> [Текст для разбора]:
..............................

Буржуазные революции XVII в. и французское Просвещение привнесли в европейское сознание новые ценности, которые идеологи всего этого общественного движения тут же объявили безусловно истинными и необходимыми для внедрения в общественную жизнь всех стран. Однако можно ли с уверенностью сказать, что эти ценности, в том конкретном выражении, которое было дано им в ходе революций ХУП-ХУШ вв., являются действительно универсальными и неизбежными для развития европейской цивилизации? В наши дни, когда мы видим победу этих ценностей не только на большей части европейского континента, но и во всем мире, и можем констатировать, что они уже привели цивилизацию к радикальному духовному кризису (за которым с большой долей вероятности последует и кризис материальный), этот вывод выглядит весьма односторонним и ни на чем не основанным. В этом смысле русское западничество, которое некритично приняло недавно выдвинутые и еще не проверенные на свою истинность ценности за абсолютную основу европейского развития, не в меньшей степени, чем славянофильство, породило идеальное представление о правильном общественном развитии, которое точно так же не имело ничего общего с реальностью современного им Запада, как славянофильский идеал — с реальностью России.

..............................

> [Показанные записи]:

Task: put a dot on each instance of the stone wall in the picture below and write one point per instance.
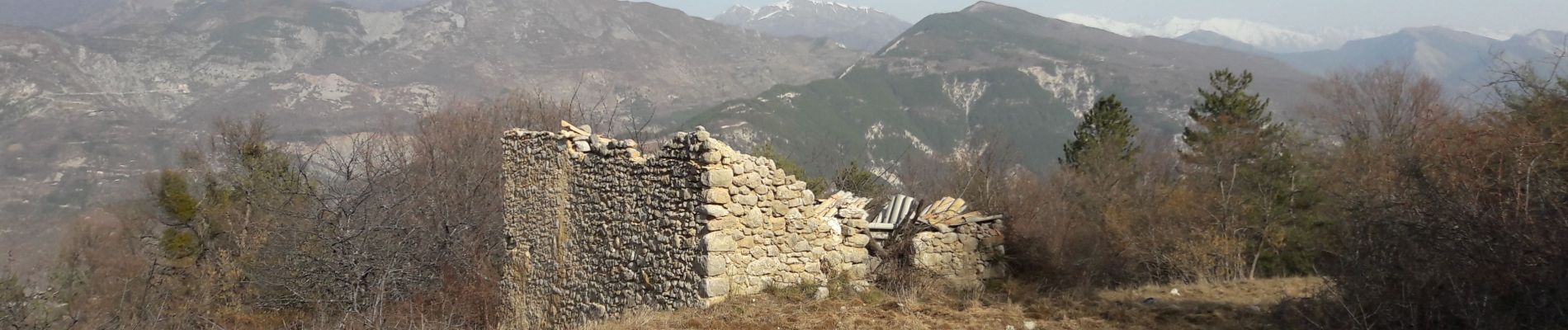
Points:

..............................

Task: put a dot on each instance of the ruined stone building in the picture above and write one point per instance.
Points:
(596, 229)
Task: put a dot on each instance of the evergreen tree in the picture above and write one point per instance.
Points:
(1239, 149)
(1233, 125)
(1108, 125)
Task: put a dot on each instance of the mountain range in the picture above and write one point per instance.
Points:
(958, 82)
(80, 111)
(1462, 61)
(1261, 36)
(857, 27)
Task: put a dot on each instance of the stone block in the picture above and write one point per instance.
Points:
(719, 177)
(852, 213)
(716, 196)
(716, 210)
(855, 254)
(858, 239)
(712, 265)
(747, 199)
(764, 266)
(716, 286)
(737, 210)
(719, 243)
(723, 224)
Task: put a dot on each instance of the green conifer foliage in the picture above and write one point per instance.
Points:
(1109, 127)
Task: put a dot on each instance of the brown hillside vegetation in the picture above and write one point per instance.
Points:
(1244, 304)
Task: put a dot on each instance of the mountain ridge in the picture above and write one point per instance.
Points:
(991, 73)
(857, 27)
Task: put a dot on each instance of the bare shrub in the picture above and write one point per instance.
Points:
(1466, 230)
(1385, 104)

..............................

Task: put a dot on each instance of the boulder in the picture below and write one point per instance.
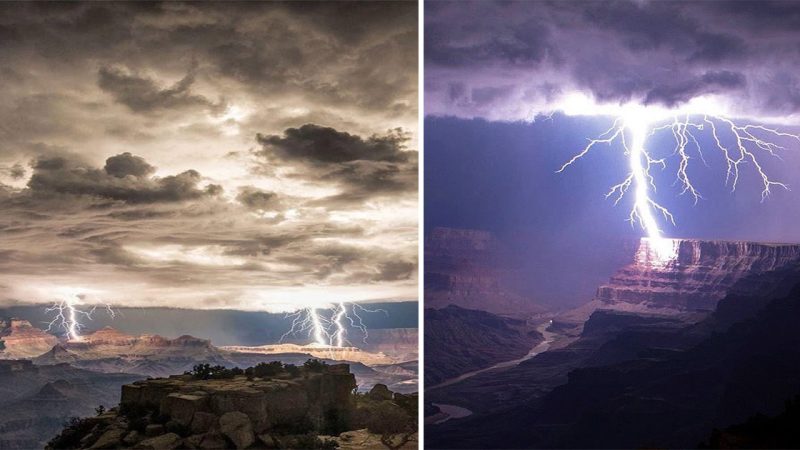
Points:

..............................

> [Условие задания]:
Пожалуйста, определите, соответствуют ли отрывку о западничестве и славянофильстве утверждения (а), (б) и (в). Для каждого ответьте «да» или «нет» и приведите точную цитату, которая это решает. (а) Новые ценности в европейское сознание привнесли буржуазные революции XVII в. и французское Просвещение. (б) Духовный кризис цивилизации, по отрывку, уже сменился материальным. (в) Русское западничество приняло новые ценности критически. Опирайтесь только на отрывок о западничестве и славянофильстве.

> [Ваше решение]:
(а) Да: «Буржуазные революции XVII в. и французское Просвещение привнесли в европейское сознание новые ценности».
(б) Нет: «они уже привели цивилизацию к радикальному духовному кризису (за которым с большой долей вероятности последует и кризис материальный)».
(в) Нет: «русское западничество, которое некритично приняло недавно выдвинутые и еще не проверенные на свою истинность ценности».